Exercise directions
Reproduce every line of the records below verbatim, omitting the pictures from your response.

Stored data entries:
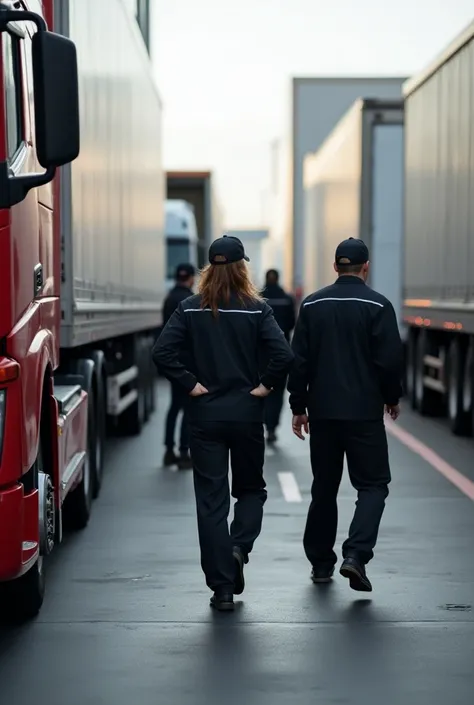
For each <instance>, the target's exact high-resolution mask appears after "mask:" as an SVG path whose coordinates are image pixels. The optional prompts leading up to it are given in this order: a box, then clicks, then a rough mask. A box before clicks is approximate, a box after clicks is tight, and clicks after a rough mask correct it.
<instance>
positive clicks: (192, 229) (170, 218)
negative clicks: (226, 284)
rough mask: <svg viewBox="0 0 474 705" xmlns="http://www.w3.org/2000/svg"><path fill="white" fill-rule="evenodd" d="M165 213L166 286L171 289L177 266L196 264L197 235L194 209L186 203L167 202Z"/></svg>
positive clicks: (191, 206) (197, 257)
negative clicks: (165, 249) (187, 264)
mask: <svg viewBox="0 0 474 705" xmlns="http://www.w3.org/2000/svg"><path fill="white" fill-rule="evenodd" d="M165 212H166V226H165V236H166V286H167V289H168V290H169V289H171V288H172V287H173V285H174V281H175V273H176V267H177V266H178V265H179V264H192V265H194V266H195V267H196V268H197V264H198V233H197V226H196V218H195V216H194V209H193V207H192V205H191V204H190V203H188V202H187V201H181V200H177V199H172V200H167V201H166V205H165Z"/></svg>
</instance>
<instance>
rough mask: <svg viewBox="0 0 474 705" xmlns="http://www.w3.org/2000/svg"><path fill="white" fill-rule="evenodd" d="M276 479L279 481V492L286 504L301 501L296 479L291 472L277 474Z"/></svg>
mask: <svg viewBox="0 0 474 705" xmlns="http://www.w3.org/2000/svg"><path fill="white" fill-rule="evenodd" d="M278 479H279V481H280V487H281V491H282V492H283V496H284V498H285V499H286V501H287V502H301V501H302V497H301V493H300V490H299V487H298V484H297V482H296V478H295V476H294V475H293V473H292V472H279V473H278Z"/></svg>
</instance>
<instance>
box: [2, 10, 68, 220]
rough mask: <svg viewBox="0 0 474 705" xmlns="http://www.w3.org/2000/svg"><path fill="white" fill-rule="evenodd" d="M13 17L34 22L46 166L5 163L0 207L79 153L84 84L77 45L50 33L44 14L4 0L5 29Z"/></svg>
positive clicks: (34, 34)
mask: <svg viewBox="0 0 474 705" xmlns="http://www.w3.org/2000/svg"><path fill="white" fill-rule="evenodd" d="M9 22H34V24H35V25H36V27H37V32H36V33H35V34H34V35H33V40H32V58H33V89H34V102H35V121H36V150H37V156H38V161H39V163H40V164H41V166H42V167H44V168H45V169H46V171H44V172H42V173H39V174H18V175H17V174H14V173H13V172H12V170H11V168H10V165H9V164H8V162H0V208H10V207H11V206H14V205H15V204H16V203H20V201H23V200H24V198H25V197H26V195H27V193H28V191H30V190H31V189H32V188H36V187H38V186H44V185H45V184H48V183H49V182H50V181H52V180H53V178H54V176H55V173H56V168H57V167H59V166H62V165H63V164H68V163H69V162H72V161H74V159H76V157H77V156H78V155H79V149H80V138H79V134H80V132H79V88H78V71H77V57H76V47H75V44H74V43H73V42H72V41H71V40H70V39H67V38H66V37H63V36H61V35H59V34H55V33H53V32H48V31H47V27H46V23H45V21H44V19H43V18H42V17H41V16H40V15H38V14H36V13H34V12H28V11H24V10H20V11H19V10H11V9H9V7H8V6H6V5H4V4H3V3H1V2H0V32H3V31H5V30H6V29H7V25H8V23H9Z"/></svg>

Result of this task
For each <instance>, the target's exact high-resolution mask appears after "mask:" as an SVG path whose coordinates are image pixels. The optional prompts leading up to it are given in this order: a box, then clicks, then a rough mask. A box before clicks is approximate, a box after clicks is tight, and clicks after a rough mask correct it.
<instance>
positive clicks: (192, 229) (170, 218)
negative clicks: (226, 284)
rough mask: <svg viewBox="0 0 474 705" xmlns="http://www.w3.org/2000/svg"><path fill="white" fill-rule="evenodd" d="M165 213L166 286L171 289L177 266L196 264L197 235L194 209L186 203L167 202Z"/></svg>
positive clicks: (191, 206) (197, 257)
negative clicks: (165, 249) (187, 264)
mask: <svg viewBox="0 0 474 705" xmlns="http://www.w3.org/2000/svg"><path fill="white" fill-rule="evenodd" d="M165 212H166V226H165V236H166V286H167V289H168V290H169V289H171V288H172V287H173V285H174V281H175V273H176V267H177V266H178V265H179V264H192V265H194V266H195V267H196V268H197V264H198V233H197V226H196V218H195V216H194V209H193V207H192V205H191V204H190V203H188V202H187V201H181V200H177V199H172V200H167V201H166V205H165Z"/></svg>
</instance>
<instance>
rough mask: <svg viewBox="0 0 474 705" xmlns="http://www.w3.org/2000/svg"><path fill="white" fill-rule="evenodd" d="M276 479L279 481V492L286 504L301 501L296 479L291 472L277 474Z"/></svg>
mask: <svg viewBox="0 0 474 705" xmlns="http://www.w3.org/2000/svg"><path fill="white" fill-rule="evenodd" d="M278 479H279V481H280V487H281V491H282V492H283V496H284V498H285V499H286V501H287V502H301V501H302V497H301V493H300V490H299V487H298V484H297V482H296V478H295V476H294V475H293V473H292V472H279V473H278Z"/></svg>
</instance>
<instance>
box: [2, 10, 68, 220]
rough mask: <svg viewBox="0 0 474 705" xmlns="http://www.w3.org/2000/svg"><path fill="white" fill-rule="evenodd" d="M13 17L34 22L46 166L5 163L0 207L79 153L84 84L77 45L50 33L44 14L4 0L5 29Z"/></svg>
positive clicks: (34, 34)
mask: <svg viewBox="0 0 474 705" xmlns="http://www.w3.org/2000/svg"><path fill="white" fill-rule="evenodd" d="M9 22H34V24H35V25H36V27H37V32H36V33H35V34H34V35H33V40H32V58H33V89H34V102H35V121H36V150H37V156H38V161H39V163H40V164H41V166H42V167H44V168H45V169H46V171H44V172H42V173H39V174H18V175H17V174H14V173H13V172H12V170H11V168H10V165H9V164H8V162H0V208H10V207H11V206H14V205H15V204H16V203H20V201H23V200H24V198H25V197H26V195H27V193H28V191H30V190H31V189H32V188H36V187H38V186H44V185H45V184H48V183H49V182H50V181H52V180H53V178H54V176H55V173H56V168H57V167H59V166H62V165H63V164H68V163H69V162H72V161H74V159H76V157H77V156H78V155H79V149H80V138H79V134H80V132H79V88H78V71H77V57H76V47H75V44H74V43H73V42H72V41H71V40H70V39H67V38H66V37H63V36H61V35H59V34H55V33H53V32H48V31H47V27H46V23H45V21H44V19H43V18H42V17H41V16H40V15H38V14H36V13H34V12H28V11H24V10H20V11H19V10H11V9H9V7H8V6H6V5H4V4H3V3H1V2H0V32H3V31H5V30H6V29H7V25H8V23H9Z"/></svg>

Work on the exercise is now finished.